(Point annotation dataset records)
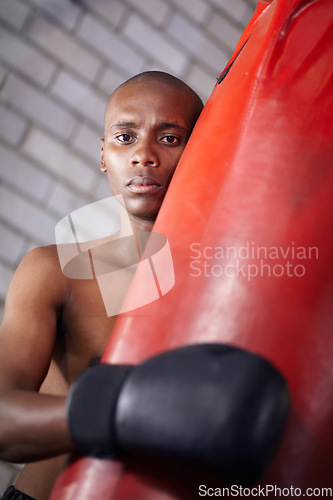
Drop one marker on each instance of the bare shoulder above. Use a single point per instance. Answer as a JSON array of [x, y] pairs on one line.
[[38, 285], [41, 265]]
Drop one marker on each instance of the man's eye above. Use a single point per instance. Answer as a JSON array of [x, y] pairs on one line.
[[170, 139], [124, 137]]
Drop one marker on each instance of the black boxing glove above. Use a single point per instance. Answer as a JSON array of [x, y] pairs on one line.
[[212, 405]]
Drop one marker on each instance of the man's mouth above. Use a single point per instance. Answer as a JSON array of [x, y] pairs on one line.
[[144, 185]]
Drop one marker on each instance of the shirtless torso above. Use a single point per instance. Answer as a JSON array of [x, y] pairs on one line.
[[54, 325], [82, 331]]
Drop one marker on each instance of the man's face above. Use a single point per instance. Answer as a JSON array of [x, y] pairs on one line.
[[147, 127]]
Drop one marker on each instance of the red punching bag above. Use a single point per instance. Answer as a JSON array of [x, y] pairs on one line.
[[249, 221]]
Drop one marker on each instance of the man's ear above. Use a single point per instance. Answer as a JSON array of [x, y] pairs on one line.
[[103, 167]]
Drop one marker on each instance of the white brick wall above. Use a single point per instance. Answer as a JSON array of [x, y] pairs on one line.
[[62, 11], [59, 61], [37, 106], [81, 97], [13, 13], [148, 38], [64, 48], [58, 160], [24, 58], [111, 11], [110, 46], [12, 126], [155, 10], [23, 176], [26, 217]]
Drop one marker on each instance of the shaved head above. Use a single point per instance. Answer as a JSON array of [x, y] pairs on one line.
[[160, 79]]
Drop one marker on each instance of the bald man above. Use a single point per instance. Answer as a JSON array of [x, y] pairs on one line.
[[54, 325]]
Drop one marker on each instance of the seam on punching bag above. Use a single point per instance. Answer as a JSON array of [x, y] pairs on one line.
[[227, 69]]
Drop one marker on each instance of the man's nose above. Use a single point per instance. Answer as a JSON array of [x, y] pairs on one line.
[[145, 155]]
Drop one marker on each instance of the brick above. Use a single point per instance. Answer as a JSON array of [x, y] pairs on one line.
[[12, 245], [64, 48], [112, 10], [63, 11], [196, 9], [236, 9], [187, 35], [3, 72], [58, 159], [201, 80], [63, 201], [87, 142], [155, 10], [28, 218], [154, 43], [110, 45], [80, 97], [224, 31], [24, 58], [111, 79], [12, 127], [14, 13], [6, 274], [22, 175], [37, 107]]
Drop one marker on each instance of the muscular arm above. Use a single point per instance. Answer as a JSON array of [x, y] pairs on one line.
[[32, 425]]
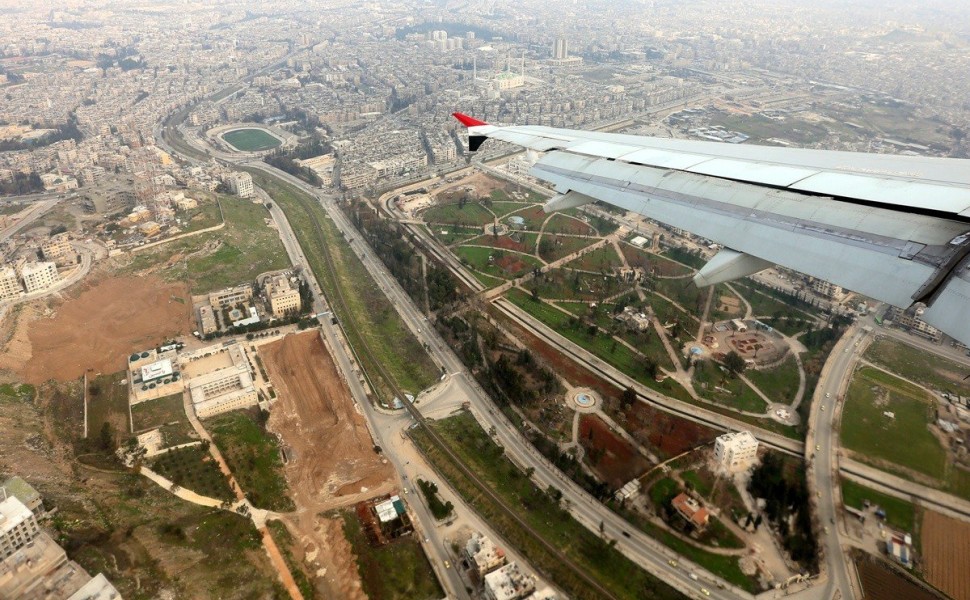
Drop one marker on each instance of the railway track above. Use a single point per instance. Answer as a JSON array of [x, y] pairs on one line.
[[438, 441]]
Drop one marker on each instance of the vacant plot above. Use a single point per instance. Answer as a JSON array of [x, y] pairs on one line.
[[561, 223], [193, 468], [470, 213], [108, 404], [920, 366], [254, 458], [879, 582], [398, 570], [946, 554], [874, 437], [497, 263], [105, 322], [155, 413], [333, 459], [356, 297], [899, 513], [239, 252], [614, 459], [602, 260], [541, 510], [251, 140]]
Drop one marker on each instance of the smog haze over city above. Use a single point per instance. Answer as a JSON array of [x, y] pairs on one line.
[[485, 300]]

▶ [WRITTEN TASK] Write out the lines from the line with "Drop one marker on each instance of the man's mouth" up to and including the line with "[[54, 325], [82, 331]]", adding 43 to every x and y coordinate in the answers and keeping every other line unchanged.

▶ [EXERCISE ANSWER]
Drop one marker on each instance of the man's mouth above. Use a single point per instance. Answer as a JSON array of [x, y] pairs on one line.
[[187, 228]]
Drop one marker on each instance of the shirtless torso above. Use a single point per instance. Answer as a JSON array of [x, y] pairs on one line.
[[97, 368], [125, 374]]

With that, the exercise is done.